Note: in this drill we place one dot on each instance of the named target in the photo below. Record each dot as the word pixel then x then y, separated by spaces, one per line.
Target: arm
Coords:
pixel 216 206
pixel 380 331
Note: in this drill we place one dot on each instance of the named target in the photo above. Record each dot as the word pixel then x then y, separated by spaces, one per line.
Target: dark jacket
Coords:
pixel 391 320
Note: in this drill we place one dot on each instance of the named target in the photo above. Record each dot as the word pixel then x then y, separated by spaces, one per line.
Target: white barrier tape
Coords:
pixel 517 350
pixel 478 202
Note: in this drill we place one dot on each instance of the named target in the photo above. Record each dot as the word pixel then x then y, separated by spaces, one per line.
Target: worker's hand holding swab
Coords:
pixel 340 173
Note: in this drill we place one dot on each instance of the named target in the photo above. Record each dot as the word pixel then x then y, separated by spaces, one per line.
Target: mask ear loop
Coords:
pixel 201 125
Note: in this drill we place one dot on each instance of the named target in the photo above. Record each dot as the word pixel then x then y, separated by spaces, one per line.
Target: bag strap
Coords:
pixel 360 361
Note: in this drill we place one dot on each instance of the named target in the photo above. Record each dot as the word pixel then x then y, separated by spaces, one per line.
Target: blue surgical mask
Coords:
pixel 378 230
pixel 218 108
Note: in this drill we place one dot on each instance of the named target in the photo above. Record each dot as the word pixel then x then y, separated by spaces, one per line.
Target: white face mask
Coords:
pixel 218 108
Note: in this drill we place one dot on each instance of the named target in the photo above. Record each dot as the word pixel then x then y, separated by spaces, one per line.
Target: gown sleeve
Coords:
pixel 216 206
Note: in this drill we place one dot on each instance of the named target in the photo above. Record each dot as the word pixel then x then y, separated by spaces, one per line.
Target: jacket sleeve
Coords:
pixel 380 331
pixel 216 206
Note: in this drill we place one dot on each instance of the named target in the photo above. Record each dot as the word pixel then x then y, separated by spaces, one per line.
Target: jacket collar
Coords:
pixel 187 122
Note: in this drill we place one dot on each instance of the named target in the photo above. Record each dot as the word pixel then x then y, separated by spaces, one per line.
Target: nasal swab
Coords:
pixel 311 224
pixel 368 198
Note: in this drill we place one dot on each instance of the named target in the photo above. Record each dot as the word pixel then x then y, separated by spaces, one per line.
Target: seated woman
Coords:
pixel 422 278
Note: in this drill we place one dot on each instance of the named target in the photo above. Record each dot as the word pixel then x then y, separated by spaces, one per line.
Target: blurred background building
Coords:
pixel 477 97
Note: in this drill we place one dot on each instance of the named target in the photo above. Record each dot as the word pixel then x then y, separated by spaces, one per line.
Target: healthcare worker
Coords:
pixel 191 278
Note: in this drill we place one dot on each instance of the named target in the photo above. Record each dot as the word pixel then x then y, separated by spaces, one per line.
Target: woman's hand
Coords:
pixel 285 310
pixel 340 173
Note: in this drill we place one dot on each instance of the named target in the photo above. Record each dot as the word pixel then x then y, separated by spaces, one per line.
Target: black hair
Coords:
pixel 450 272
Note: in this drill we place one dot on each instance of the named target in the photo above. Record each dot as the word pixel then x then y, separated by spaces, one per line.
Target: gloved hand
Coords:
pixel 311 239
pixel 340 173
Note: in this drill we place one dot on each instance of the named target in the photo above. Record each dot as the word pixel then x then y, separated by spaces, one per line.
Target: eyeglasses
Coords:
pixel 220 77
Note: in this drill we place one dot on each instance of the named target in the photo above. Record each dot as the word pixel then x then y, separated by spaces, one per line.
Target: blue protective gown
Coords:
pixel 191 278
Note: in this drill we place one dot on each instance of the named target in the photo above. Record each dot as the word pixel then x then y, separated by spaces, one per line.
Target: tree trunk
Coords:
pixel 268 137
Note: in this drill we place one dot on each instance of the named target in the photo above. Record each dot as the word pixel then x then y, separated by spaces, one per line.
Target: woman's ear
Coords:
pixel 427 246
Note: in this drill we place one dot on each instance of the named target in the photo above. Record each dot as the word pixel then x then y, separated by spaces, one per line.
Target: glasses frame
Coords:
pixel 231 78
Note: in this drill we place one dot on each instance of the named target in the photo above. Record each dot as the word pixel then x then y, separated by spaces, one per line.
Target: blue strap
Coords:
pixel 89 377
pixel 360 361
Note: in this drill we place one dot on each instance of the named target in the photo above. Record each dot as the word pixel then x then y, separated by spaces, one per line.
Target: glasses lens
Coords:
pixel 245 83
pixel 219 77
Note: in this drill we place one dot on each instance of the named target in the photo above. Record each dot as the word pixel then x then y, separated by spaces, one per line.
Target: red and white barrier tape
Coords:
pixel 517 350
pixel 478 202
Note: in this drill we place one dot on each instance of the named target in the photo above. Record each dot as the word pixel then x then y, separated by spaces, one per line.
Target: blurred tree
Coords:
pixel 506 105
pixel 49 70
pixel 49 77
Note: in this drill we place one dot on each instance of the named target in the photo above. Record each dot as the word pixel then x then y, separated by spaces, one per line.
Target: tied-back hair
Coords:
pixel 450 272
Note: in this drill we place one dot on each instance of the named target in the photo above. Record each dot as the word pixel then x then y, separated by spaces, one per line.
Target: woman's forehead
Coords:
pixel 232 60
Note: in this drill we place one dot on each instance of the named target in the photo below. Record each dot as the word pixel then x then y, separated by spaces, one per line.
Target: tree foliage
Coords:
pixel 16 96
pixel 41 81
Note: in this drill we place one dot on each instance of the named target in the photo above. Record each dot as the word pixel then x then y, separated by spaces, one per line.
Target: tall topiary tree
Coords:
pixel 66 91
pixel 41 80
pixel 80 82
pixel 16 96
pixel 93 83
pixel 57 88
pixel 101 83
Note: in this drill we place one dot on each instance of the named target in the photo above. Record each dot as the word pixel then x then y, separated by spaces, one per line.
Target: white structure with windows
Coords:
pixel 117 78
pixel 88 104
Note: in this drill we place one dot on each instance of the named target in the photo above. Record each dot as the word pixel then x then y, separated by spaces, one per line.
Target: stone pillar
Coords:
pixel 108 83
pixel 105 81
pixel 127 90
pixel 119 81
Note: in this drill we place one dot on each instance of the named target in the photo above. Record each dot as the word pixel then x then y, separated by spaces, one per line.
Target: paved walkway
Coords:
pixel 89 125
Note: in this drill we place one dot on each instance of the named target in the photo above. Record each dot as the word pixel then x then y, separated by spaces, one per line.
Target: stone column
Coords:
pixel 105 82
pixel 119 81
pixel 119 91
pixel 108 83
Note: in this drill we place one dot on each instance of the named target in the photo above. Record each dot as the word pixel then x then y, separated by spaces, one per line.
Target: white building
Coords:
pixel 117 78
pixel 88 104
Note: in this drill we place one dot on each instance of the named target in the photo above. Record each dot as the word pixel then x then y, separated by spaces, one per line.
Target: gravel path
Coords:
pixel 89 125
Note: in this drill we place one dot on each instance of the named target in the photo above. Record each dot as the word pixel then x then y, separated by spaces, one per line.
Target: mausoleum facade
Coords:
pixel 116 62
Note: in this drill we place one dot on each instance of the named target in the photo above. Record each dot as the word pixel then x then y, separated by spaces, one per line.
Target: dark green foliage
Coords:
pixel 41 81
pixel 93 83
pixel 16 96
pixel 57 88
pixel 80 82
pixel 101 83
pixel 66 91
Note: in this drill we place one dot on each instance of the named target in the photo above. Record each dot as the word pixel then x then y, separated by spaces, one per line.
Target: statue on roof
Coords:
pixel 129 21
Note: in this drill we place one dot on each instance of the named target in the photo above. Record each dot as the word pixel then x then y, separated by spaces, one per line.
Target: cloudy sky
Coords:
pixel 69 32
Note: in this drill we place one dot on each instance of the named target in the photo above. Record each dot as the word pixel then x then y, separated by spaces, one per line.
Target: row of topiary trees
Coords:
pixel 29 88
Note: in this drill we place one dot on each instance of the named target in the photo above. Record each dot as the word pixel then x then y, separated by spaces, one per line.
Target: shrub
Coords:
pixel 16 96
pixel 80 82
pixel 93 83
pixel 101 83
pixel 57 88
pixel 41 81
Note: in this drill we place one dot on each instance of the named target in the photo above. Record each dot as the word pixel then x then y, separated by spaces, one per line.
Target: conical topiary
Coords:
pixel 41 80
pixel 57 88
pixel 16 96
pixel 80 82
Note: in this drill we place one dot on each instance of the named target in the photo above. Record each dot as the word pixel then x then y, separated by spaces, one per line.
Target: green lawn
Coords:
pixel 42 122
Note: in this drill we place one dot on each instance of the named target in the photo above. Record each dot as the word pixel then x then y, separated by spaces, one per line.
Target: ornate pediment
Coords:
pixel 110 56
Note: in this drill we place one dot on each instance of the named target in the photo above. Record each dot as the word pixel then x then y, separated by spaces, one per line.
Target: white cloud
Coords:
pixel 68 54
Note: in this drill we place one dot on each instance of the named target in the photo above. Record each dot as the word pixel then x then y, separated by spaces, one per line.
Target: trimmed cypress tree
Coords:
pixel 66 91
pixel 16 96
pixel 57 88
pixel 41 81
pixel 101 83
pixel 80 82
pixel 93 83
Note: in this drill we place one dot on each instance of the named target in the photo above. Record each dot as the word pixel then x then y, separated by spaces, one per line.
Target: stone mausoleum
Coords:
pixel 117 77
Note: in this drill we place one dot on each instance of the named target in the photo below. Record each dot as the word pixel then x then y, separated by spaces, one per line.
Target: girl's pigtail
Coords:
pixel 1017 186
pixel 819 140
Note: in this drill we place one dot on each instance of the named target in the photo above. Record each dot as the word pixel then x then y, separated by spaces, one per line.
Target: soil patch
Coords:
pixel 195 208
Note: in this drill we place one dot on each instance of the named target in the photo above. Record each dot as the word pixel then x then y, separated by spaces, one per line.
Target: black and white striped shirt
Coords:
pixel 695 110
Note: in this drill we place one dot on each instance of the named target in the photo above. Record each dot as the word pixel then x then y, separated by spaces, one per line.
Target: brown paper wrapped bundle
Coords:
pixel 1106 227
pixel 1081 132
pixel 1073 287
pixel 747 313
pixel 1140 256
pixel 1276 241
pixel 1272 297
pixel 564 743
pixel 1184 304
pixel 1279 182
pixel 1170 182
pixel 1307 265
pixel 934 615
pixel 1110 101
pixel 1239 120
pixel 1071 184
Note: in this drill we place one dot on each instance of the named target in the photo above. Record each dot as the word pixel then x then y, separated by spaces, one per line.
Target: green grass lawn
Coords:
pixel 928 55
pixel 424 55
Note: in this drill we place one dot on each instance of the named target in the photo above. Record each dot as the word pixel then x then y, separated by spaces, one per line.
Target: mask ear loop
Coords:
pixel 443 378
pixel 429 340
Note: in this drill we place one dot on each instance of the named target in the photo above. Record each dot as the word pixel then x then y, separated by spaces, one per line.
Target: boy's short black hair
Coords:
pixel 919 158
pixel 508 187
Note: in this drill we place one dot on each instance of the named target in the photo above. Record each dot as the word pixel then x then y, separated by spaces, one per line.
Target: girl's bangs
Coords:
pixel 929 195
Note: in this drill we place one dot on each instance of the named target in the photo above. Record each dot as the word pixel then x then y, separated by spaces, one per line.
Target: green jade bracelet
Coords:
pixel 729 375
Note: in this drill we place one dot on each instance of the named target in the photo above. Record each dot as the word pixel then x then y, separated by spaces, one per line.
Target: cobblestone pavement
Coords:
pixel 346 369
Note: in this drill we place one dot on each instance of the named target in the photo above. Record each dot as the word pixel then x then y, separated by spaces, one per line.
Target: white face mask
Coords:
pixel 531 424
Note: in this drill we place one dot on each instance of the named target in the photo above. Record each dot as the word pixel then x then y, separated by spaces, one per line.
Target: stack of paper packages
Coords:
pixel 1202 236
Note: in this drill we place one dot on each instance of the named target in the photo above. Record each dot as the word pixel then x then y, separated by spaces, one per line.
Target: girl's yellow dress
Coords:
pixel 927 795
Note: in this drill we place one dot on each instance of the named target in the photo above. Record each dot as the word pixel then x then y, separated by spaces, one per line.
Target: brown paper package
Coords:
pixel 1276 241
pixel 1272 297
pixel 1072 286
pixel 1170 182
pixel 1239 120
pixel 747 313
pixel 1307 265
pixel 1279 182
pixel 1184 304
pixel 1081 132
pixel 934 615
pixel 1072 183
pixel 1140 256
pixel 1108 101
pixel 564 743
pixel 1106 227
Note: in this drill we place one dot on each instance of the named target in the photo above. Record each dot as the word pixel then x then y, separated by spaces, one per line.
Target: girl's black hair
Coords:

◆ ◆ ◆ ◆ ◆ ◆ ◆

* **Exercise description**: Repeat, word for word, the lines above between the line holding "Target: seated woman" and the line holding "Target: woman's hand", inclusive; omit everything else.

* **Answer to the exercise**:
Target: seated woman
Coords:
pixel 422 278
Note: in this drill we place one dot on each instance of the named target in the photo above. Record each dot as the word pixel then x then y, separated by spaces, one per line.
Target: blurred background building
Coords:
pixel 477 97
Note: in this drill we place one dot on each instance of the named target in the photo above. Record each dot as the word pixel then x then y, separated by spaces, one per line.
Target: healthcare worker
Coords:
pixel 191 278
Note: in this drill we place one dot on each instance of the named target in the photo above. Record each dot as the word pixel then x then y, separated by spaces, one per line.
Target: woman's hand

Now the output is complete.